• **WORK INSTRUCTIONS**: In the text about learning to drive in the U.K., what was the best insurance quote for the Mk.I VW Golf GTi?

+++ EXTRACT

But goof aside, I like to think that the Driver is so in tune with his machine that he knows when to shift on engine note alone.

Back around a million years ago when I first started driving, something like 90% of people learned in car with a manual shift and a clutch pedal. I know auto is king in the U.S, but here in the U.K it's very much the other way around. Autos aren't exactly rocking horse crap rare here, but the vast majority of cars on the roads in the U.K are manual.

Back when I was a kid (and more so now too), insurance was phenomenally expensive! Anything that had more than 100bhp would set you back thousands of pounds more than the actual value of the car itself. Naturally, this meant first cars for most people here were small capacity 4 pot engines. I know that I had my eye on a Mk.I VW Golf (Rabbit) GTi...probably 120bhp max. The car would have cost about 2 grand to buy, but the best insurance quote was something like 15,000 quid! The irony now is that now I can get old bastard rates for insurance, it would cost at least £15,000 to get a mint Mk.I GTi now and much, much less than 2 grand to insure it!!

I digress.

++++++
+++ MATERIAL PROVIDED

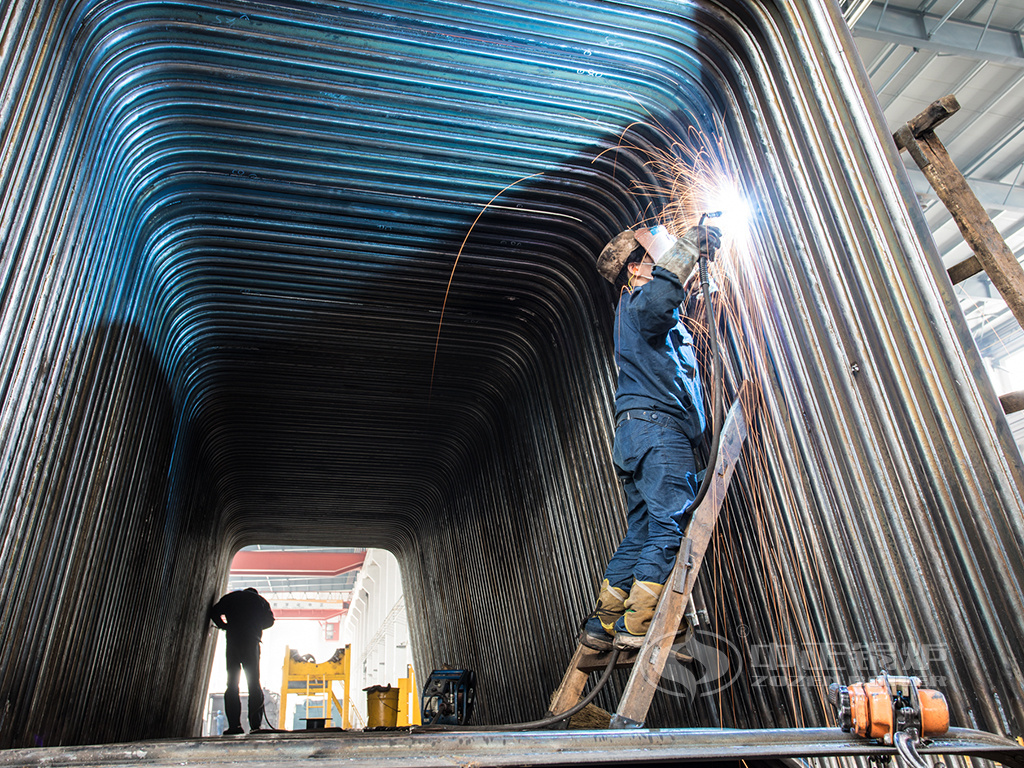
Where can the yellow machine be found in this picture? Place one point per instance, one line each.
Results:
(409, 700)
(304, 677)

++++++

• **SOLUTION TO THE PROBLEM**: Something like 15,000 quid.